**WORK INSTRUCTIONS**
Write the records out again in full, word for word.

◇ ◇ ◇ ◇ ◇ ◇ ◇

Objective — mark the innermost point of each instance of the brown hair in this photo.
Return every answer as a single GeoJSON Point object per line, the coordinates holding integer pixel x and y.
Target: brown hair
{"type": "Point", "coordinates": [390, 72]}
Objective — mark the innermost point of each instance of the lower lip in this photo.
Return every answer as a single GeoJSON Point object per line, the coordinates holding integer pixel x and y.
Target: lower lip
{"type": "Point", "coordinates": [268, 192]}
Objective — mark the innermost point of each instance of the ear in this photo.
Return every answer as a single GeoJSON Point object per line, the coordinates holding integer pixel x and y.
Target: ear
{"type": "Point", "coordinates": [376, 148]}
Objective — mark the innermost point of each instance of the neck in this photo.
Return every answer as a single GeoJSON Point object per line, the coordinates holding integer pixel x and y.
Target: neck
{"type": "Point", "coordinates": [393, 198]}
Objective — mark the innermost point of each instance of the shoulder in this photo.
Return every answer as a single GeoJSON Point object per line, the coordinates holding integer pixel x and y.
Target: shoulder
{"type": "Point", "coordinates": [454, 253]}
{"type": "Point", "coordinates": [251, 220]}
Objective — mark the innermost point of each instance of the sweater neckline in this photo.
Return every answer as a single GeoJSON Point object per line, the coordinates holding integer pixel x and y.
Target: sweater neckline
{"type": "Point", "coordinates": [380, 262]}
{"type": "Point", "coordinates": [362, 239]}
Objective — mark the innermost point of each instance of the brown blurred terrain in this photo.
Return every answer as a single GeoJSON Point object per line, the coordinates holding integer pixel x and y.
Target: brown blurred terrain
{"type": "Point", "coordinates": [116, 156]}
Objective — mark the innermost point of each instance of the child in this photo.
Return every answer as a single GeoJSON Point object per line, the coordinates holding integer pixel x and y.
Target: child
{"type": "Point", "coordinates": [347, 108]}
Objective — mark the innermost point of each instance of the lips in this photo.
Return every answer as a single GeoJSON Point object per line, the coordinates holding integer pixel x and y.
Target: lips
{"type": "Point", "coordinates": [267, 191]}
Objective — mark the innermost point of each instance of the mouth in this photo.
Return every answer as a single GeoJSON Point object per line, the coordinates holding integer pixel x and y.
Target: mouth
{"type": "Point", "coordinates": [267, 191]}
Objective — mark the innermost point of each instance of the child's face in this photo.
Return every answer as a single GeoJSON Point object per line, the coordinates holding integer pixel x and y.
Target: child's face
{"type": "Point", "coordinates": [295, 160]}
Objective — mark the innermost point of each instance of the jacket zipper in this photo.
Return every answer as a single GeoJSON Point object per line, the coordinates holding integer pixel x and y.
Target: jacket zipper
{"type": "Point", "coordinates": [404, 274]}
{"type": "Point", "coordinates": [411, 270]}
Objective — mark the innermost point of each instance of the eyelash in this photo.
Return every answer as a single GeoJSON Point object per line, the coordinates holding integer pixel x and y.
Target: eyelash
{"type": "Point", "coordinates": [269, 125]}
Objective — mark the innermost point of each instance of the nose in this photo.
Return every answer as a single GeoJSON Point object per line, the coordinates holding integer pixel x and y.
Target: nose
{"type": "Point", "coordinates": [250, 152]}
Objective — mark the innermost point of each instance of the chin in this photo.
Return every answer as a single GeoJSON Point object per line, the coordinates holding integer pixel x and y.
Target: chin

◇ ◇ ◇ ◇ ◇ ◇ ◇

**SOLUTION FOR THIS TASK**
Objective — mark the innermost point of each instance of the brown hair in this photo.
Return every answer as a single GeoJSON Point object per line, the coordinates holding integer pixel x and y.
Target: brown hair
{"type": "Point", "coordinates": [390, 72]}
Objective — mark the innermost point of each instance of the lower lip in this photo.
Return every answer as a single GeoJSON Point object per line, the coordinates holding integer pixel x and y.
Target: lower lip
{"type": "Point", "coordinates": [268, 192]}
Objective — mark the innermost point of each instance of the ear in this photo.
Return every answer as a single GeoJSON Point object per line, the coordinates holding integer pixel x and y.
Target: ear
{"type": "Point", "coordinates": [376, 148]}
Objective — mark the innermost point of each instance of the neck in this photo.
Return every answer as a single GeoJSON Point object per line, the coordinates holding integer pixel x and y.
Target: neck
{"type": "Point", "coordinates": [393, 198]}
Objective — mark the innermost point of each instance of the shoulder in this photo.
Return every answer as a single GeoJSON Point object per line, the coordinates holding integer pixel x and y.
Target: shoulder
{"type": "Point", "coordinates": [454, 253]}
{"type": "Point", "coordinates": [251, 220]}
Objective — mark the innermost point of each instance of the sweater neckline in this photo.
Return every answer as a single GeoJSON Point object per line, the coordinates holding integer pixel x and y.
Target: sweater neckline
{"type": "Point", "coordinates": [380, 262]}
{"type": "Point", "coordinates": [362, 239]}
Objective — mark the innermost point of each instance of the brown blurred terrain in this photo.
Return every answer as a single GeoJSON Point object per line, the coordinates holding integer pixel x and y.
Target: brown blurred terrain
{"type": "Point", "coordinates": [116, 156]}
Objective — mark the innermost point of each instance of the child in this photo.
Return every answer as a single GeoJSON Point object per line, the coordinates holding integer pixel x and y.
Target: child
{"type": "Point", "coordinates": [347, 108]}
Objective — mark the innermost point of each instance of the lips in this photo.
Return every answer as a single GeoJSON Point object per line, the coordinates holding integer pixel x and y.
Target: lips
{"type": "Point", "coordinates": [267, 191]}
Objective — mark the innermost point of each instance of the mouth in this photo.
Return every answer as a single GeoJSON Point object per line, the coordinates holding integer pixel x and y.
Target: mouth
{"type": "Point", "coordinates": [267, 191]}
Objective — mark the innermost point of each instance of the child's face in this photo.
Return every answer as a single GeoJSON Point object per line, the coordinates holding integer pixel x and y.
Target: child's face
{"type": "Point", "coordinates": [295, 160]}
Objective — mark the innermost point of each instance of the jacket zipper in this photo.
Return every answer as a single GeoJSON Point object per line, the coordinates holding integer pixel x and y.
Target: jacket zipper
{"type": "Point", "coordinates": [404, 274]}
{"type": "Point", "coordinates": [411, 270]}
Objective — mark the innermost point of each instance of the eyelash in this photo.
Return every answer as a single GeoJSON Point object per line, the coordinates holding integer pixel x and y.
Target: eyelash
{"type": "Point", "coordinates": [269, 125]}
Objective — mark the innermost point of each instance of the nose in this photo.
Return every answer as a single GeoJSON Point object per line, the coordinates holding integer pixel x and y.
Target: nose
{"type": "Point", "coordinates": [250, 152]}
Objective — mark the innermost point of each instance of the chin in this photo.
Return every answer as a single GeoJSON Point object per line, the coordinates holding integer pixel x and y.
Target: chin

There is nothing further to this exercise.